TASK GOAL: All the data must come back unchanged, except that pictures are left out.

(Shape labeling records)
┏━━

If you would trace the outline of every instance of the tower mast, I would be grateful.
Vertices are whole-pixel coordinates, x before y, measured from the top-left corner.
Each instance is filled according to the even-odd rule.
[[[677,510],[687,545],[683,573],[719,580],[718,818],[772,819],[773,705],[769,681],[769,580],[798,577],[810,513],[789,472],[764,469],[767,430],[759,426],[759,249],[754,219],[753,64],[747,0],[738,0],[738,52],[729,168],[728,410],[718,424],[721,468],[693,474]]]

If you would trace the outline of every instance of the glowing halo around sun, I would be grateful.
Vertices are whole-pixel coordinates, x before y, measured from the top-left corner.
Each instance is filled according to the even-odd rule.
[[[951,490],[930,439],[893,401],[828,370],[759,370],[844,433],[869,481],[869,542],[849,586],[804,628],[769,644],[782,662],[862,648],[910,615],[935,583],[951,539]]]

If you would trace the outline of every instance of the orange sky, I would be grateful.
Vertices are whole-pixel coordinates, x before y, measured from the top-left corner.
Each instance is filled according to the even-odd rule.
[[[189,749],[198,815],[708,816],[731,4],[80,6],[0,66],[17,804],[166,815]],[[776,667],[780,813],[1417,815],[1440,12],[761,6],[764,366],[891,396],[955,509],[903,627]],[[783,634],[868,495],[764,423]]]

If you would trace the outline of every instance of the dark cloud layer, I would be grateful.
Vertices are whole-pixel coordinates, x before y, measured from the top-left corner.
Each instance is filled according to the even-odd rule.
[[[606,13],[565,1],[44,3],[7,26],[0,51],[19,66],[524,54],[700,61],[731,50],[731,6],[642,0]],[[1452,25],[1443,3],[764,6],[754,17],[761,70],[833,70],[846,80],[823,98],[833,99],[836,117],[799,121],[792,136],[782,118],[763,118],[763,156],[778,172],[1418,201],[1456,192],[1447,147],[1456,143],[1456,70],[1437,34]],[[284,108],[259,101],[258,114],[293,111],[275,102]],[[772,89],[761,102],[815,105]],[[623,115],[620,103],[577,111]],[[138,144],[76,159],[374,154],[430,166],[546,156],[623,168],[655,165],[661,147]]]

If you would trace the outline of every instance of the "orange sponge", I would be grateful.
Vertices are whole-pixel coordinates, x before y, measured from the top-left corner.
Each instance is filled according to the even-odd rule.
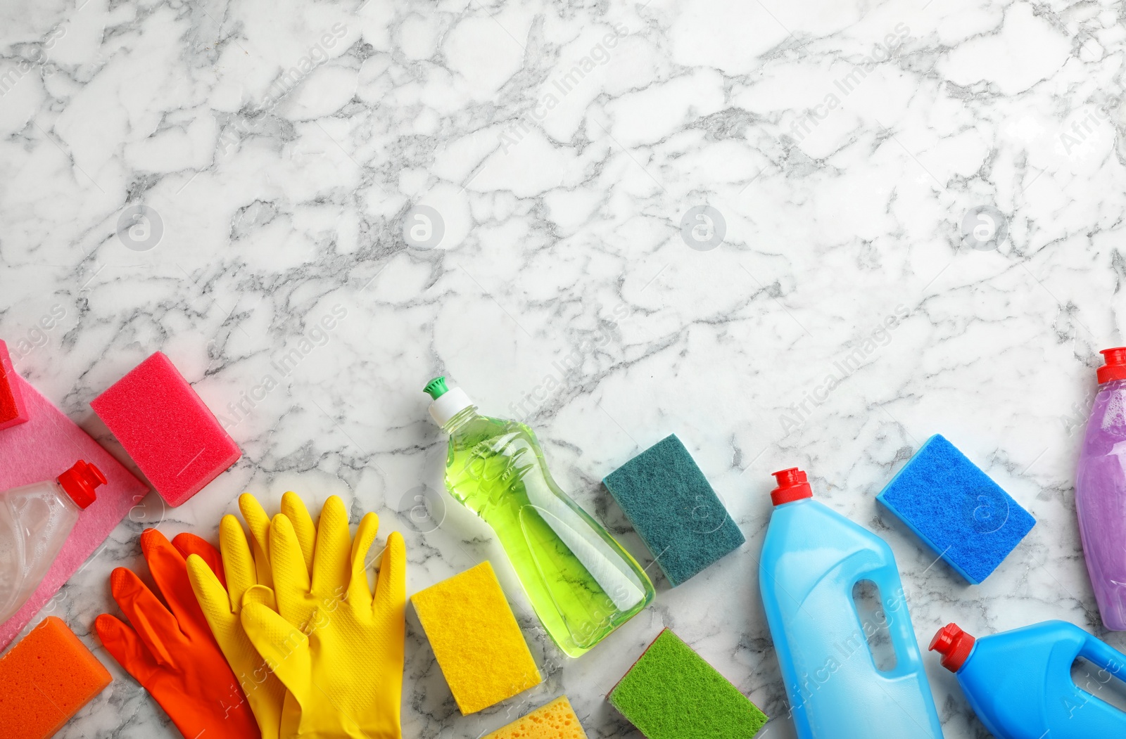
[[[53,736],[111,679],[65,623],[47,616],[0,659],[0,737]]]
[[[587,739],[571,701],[561,695],[484,739]]]
[[[543,679],[488,561],[411,597],[441,674],[463,714]]]

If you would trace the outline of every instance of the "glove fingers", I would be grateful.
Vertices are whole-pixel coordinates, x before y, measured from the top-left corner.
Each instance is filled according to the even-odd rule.
[[[379,516],[367,513],[359,522],[356,539],[352,540],[351,579],[348,582],[348,598],[357,611],[370,610],[372,588],[367,585],[367,553],[379,531]]]
[[[406,605],[406,544],[403,534],[392,531],[379,565],[379,582],[375,584],[377,611],[403,611]],[[402,619],[400,618],[400,623]],[[402,641],[402,639],[400,639]]]
[[[259,585],[274,587],[274,575],[270,571],[270,517],[266,515],[258,498],[250,493],[239,496],[239,511],[250,529],[250,548],[258,574],[256,579]]]
[[[207,625],[215,636],[215,641],[220,647],[229,645],[232,630],[239,625],[236,612],[239,605],[231,601],[215,573],[196,555],[188,557],[188,579],[191,582],[191,591],[199,601],[204,618],[207,619]]]
[[[145,529],[142,532],[141,551],[149,562],[152,579],[155,580],[160,594],[164,596],[164,602],[179,623],[179,630],[189,638],[196,634],[211,636],[211,629],[207,628],[207,621],[199,610],[196,595],[191,592],[188,564],[184,556],[155,529]]]
[[[152,654],[141,643],[140,637],[133,629],[120,622],[108,613],[102,613],[93,622],[93,629],[98,632],[98,638],[106,647],[106,651],[117,660],[133,679],[145,685],[149,678],[160,669]]]
[[[304,615],[300,604],[310,592],[309,570],[293,524],[280,513],[270,524],[270,569],[279,611],[300,622]]]
[[[242,594],[258,584],[258,571],[242,524],[231,514],[220,521],[218,543],[223,549],[223,569],[226,571],[231,605],[238,613],[242,607]]]
[[[242,604],[242,628],[254,649],[298,703],[309,696],[312,674],[309,639],[300,629],[261,603]]]
[[[191,555],[199,555],[211,570],[215,573],[218,577],[218,582],[226,587],[226,578],[223,576],[223,558],[220,557],[218,550],[211,546],[211,542],[206,539],[200,539],[199,537],[190,533],[178,533],[172,537],[172,546],[176,547],[176,551],[180,552],[184,559],[187,559]]]
[[[305,507],[300,495],[289,490],[282,496],[282,513],[293,524],[293,530],[297,533],[297,541],[301,543],[301,553],[305,558],[305,567],[312,573],[316,526],[313,525],[313,517],[309,515],[309,508]]]
[[[331,495],[321,508],[316,525],[316,553],[313,557],[313,593],[329,597],[348,587],[351,537],[348,533],[348,511],[339,496]]]
[[[265,605],[270,611],[278,610],[277,600],[274,597],[274,591],[265,585],[256,585],[247,591],[247,594],[242,596],[242,607],[247,607],[248,603],[259,603]]]
[[[176,616],[133,570],[124,567],[115,569],[109,576],[109,589],[158,664],[176,665],[172,655],[190,649],[190,642],[180,631]]]

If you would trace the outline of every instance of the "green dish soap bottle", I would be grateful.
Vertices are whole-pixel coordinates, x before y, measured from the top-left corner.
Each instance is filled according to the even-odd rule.
[[[446,487],[497,533],[560,649],[581,657],[649,605],[653,584],[555,484],[531,429],[479,414],[445,377],[425,390],[430,415],[449,434]]]

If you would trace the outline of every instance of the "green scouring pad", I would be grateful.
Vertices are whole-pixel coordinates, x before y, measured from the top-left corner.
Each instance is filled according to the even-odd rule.
[[[649,739],[750,739],[767,717],[668,629],[608,696]]]
[[[673,587],[745,539],[676,434],[602,480]]]

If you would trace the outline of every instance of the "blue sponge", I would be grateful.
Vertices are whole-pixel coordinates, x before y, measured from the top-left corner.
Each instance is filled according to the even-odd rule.
[[[876,496],[964,578],[977,585],[1036,520],[939,434]]]
[[[673,587],[745,539],[676,434],[602,480]]]

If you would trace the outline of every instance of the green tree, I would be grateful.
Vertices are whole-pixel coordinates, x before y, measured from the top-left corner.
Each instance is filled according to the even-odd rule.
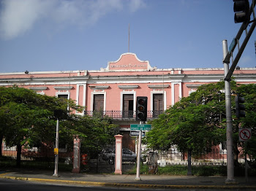
[[[224,140],[223,89],[223,82],[202,85],[167,109],[151,122],[154,128],[146,137],[148,147],[166,150],[176,145],[179,151],[188,152],[190,174],[192,152],[210,152],[213,145]]]
[[[67,107],[68,106],[68,107]],[[69,110],[67,110],[69,108]],[[21,147],[54,140],[55,109],[62,109],[66,120],[72,120],[74,110],[81,111],[74,101],[36,93],[14,86],[0,87],[0,138],[8,146],[17,146],[17,165],[20,164]]]
[[[80,117],[75,128],[81,137],[81,152],[91,157],[97,154],[108,144],[115,141],[114,136],[119,129],[113,124],[113,119],[108,116]]]
[[[148,147],[168,149],[176,145],[181,152],[210,152],[213,145],[226,140],[225,99],[224,82],[200,86],[189,97],[183,98],[158,119],[151,122],[154,128],[147,134]],[[246,152],[251,161],[256,158],[256,85],[241,85],[231,81],[231,91],[245,98],[246,117],[236,119],[235,97],[231,96],[233,111],[233,145],[235,163],[238,164],[240,147],[238,128],[252,128],[252,138]]]

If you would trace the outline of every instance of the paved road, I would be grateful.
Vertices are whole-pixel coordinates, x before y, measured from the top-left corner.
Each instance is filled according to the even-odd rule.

┗━━

SOLVED EXERCISE:
If you would trace the outline of every instance of the tower mast, I would be grateful.
Vertices are whole-pixel coordinates, x before y, measured from the top-left corner.
Each instance is filled according to the even-odd rule.
[[[677,510],[687,545],[683,573],[719,580],[718,818],[772,819],[773,705],[769,681],[769,580],[798,577],[810,513],[789,472],[764,469],[767,430],[759,426],[759,249],[754,219],[753,64],[747,0],[738,0],[738,52],[729,168],[728,410],[718,424],[721,468],[693,474]]]

If you would trace the outline of every instance of the glowing halo around sun, I would be grateful.
Vertices are whole-pixel coordinates, x before y, measured from the top-left corner.
Each instance is filled according to the even-odd rule.
[[[951,490],[930,439],[893,401],[828,370],[759,370],[844,433],[869,481],[869,542],[849,586],[804,628],[769,644],[782,662],[862,648],[910,615],[935,583],[951,539]]]

If you would trace the outline of every instance of the orange sky, I would be grateful.
Vertices are whole-pixel coordinates, x before y, measured from the top-left corner.
Each instance is filled according to the even-odd rule.
[[[189,749],[198,815],[708,816],[731,4],[80,6],[0,66],[17,804],[166,815]],[[776,667],[780,813],[1417,815],[1440,12],[761,6],[764,366],[891,396],[955,509],[903,627]],[[783,634],[868,495],[764,423]]]

If you would trace the outline of every instance of the dark cloud layer, I would be grateful.
Vertices are whole-pixel coordinates, x before y, measured from the top-left corner.
Each instance is filled according to the even-odd rule.
[[[606,13],[565,1],[44,3],[7,26],[0,51],[19,66],[524,54],[700,61],[731,50],[731,6],[642,0]],[[1452,25],[1443,3],[764,6],[754,17],[761,70],[833,70],[846,80],[823,98],[833,99],[836,117],[799,121],[792,136],[782,118],[763,118],[763,156],[778,172],[1418,201],[1456,192],[1447,147],[1456,143],[1456,70],[1437,34]],[[284,108],[259,101],[258,114],[293,111],[275,102]],[[772,89],[761,102],[815,105]],[[623,115],[620,103],[577,111]],[[138,144],[76,159],[374,154],[430,166],[546,156],[623,168],[655,165],[661,147]]]

If you would trace the outline of every instance of the "orange sponge", I would be grateful.
Vertices are whole-pixel coordinates, x before y, measured from the top-left corner.
Each instance is filled according to the even-odd rule.
[[[53,736],[111,679],[65,623],[47,616],[0,659],[0,737]]]
[[[587,739],[571,701],[561,695],[484,739]]]
[[[543,679],[488,561],[411,597],[441,674],[463,714]]]

If you would trace the outline of every instance of the "glove fingers", I would be grateful.
Vertices are whole-pixel coordinates, x before y, measured from the top-left corner.
Each instance is filled according to the even-odd rule.
[[[379,516],[367,513],[359,522],[356,539],[352,540],[351,579],[348,582],[348,598],[357,611],[370,610],[372,588],[367,585],[367,553],[379,531]]]
[[[406,605],[406,544],[403,534],[392,531],[379,565],[379,582],[375,584],[377,611],[403,611]],[[402,619],[400,618],[400,623]],[[402,641],[402,639],[400,639]]]
[[[259,585],[274,587],[274,575],[270,571],[270,517],[266,515],[258,498],[250,493],[239,496],[239,511],[250,529],[250,548],[258,574],[256,579]]]
[[[207,625],[215,636],[215,641],[220,647],[229,645],[232,630],[239,625],[236,612],[239,605],[231,601],[215,573],[196,555],[188,557],[188,579],[191,582],[191,591],[199,601],[204,618],[207,619]]]
[[[145,529],[142,532],[141,551],[149,562],[152,579],[155,580],[160,594],[164,596],[164,602],[179,623],[179,630],[189,638],[196,634],[211,636],[211,629],[207,628],[207,621],[199,610],[196,595],[191,592],[188,564],[184,556],[155,529]]]
[[[152,654],[141,643],[140,637],[133,629],[120,622],[108,613],[102,613],[93,622],[93,629],[98,632],[98,638],[106,647],[106,651],[117,660],[133,679],[145,685],[149,678],[160,669]]]
[[[304,615],[300,604],[310,592],[309,570],[293,524],[280,513],[270,524],[270,569],[279,611],[300,622]]]
[[[242,594],[258,584],[258,571],[242,524],[231,514],[220,521],[218,543],[223,549],[223,569],[226,571],[231,605],[238,613],[242,607]]]
[[[242,604],[242,628],[254,649],[298,703],[309,696],[312,674],[309,639],[300,629],[261,603]]]
[[[191,555],[199,555],[211,570],[215,573],[218,577],[218,582],[226,587],[226,578],[223,576],[223,558],[220,557],[218,550],[211,546],[211,542],[206,539],[200,539],[199,537],[190,533],[178,533],[172,537],[172,546],[176,547],[176,551],[180,552],[184,559],[187,559]]]
[[[305,507],[300,495],[289,490],[282,496],[282,513],[293,524],[293,530],[297,533],[297,541],[301,543],[301,553],[305,558],[305,567],[312,573],[316,526],[313,525],[313,517],[309,515],[309,508]]]
[[[331,495],[321,508],[316,525],[316,553],[313,557],[313,593],[329,597],[348,587],[351,537],[348,533],[348,511],[339,496]]]
[[[265,605],[270,611],[278,610],[277,600],[274,597],[274,591],[265,585],[256,585],[247,591],[247,594],[242,596],[242,607],[247,607],[248,603],[259,603]]]
[[[176,616],[133,570],[124,567],[115,569],[109,576],[109,589],[158,664],[176,665],[172,655],[190,649],[190,642],[180,631]]]

If you would trace the outline of every instance of the "green dish soap bottle", I would be grateful.
Vertices are whole-pixel coordinates, x before y, measured from the top-left corner.
Each instance is filled according to the even-odd rule.
[[[446,487],[497,533],[560,649],[581,657],[649,605],[653,584],[555,484],[531,429],[479,414],[445,377],[425,390],[430,415],[449,434]]]

If you would trace the outline of every instance of the "green scouring pad", I would be grateful.
Vertices are whole-pixel coordinates, x before y, measured from the top-left corner.
Each instance is filled according to the even-odd rule.
[[[649,739],[750,739],[767,717],[668,629],[608,696]]]
[[[673,587],[745,539],[676,434],[602,480]]]

If you would trace the outline of every instance of the "blue sponge", I would be grateful.
Vertices are whole-pixel coordinates, x before y, measured from the top-left corner.
Each instance is filled according to the even-odd rule.
[[[876,496],[964,578],[977,585],[1036,520],[939,434]]]
[[[673,587],[745,539],[676,434],[602,480]]]

If you would trace the outline of every instance of the green tree, I would be grateful.
Vertices are whole-pixel coordinates, x before y, measured from the top-left corner.
Each instance is filled according to the even-odd rule.
[[[224,140],[223,89],[223,82],[202,85],[167,109],[151,122],[154,128],[146,137],[148,147],[166,150],[176,145],[179,151],[188,152],[190,174],[192,152],[210,152],[213,145]]]
[[[67,107],[68,106],[68,107]],[[69,110],[67,110],[69,108]],[[21,147],[54,140],[55,109],[62,109],[66,120],[72,120],[74,110],[81,111],[74,101],[36,93],[14,86],[0,87],[0,138],[8,146],[17,146],[17,165],[20,164]]]
[[[80,117],[75,128],[81,137],[81,152],[91,157],[97,154],[108,144],[115,141],[114,136],[119,129],[113,124],[113,119],[108,116]]]
[[[148,147],[168,149],[176,145],[181,152],[210,152],[213,145],[226,140],[225,99],[224,82],[200,86],[189,97],[183,98],[158,119],[151,122],[154,128],[147,134]],[[246,152],[251,161],[256,158],[256,85],[241,85],[231,81],[231,91],[245,98],[246,117],[236,119],[235,97],[231,96],[233,111],[233,145],[235,163],[238,164],[240,147],[238,128],[252,128],[252,138]]]

If you would trace the outline of every instance of the paved road, I would be grateful.
Vertices are whole-pixel coordinates, x before y, measured from the top-left corner.
Each instance is filled according to the even-odd rule.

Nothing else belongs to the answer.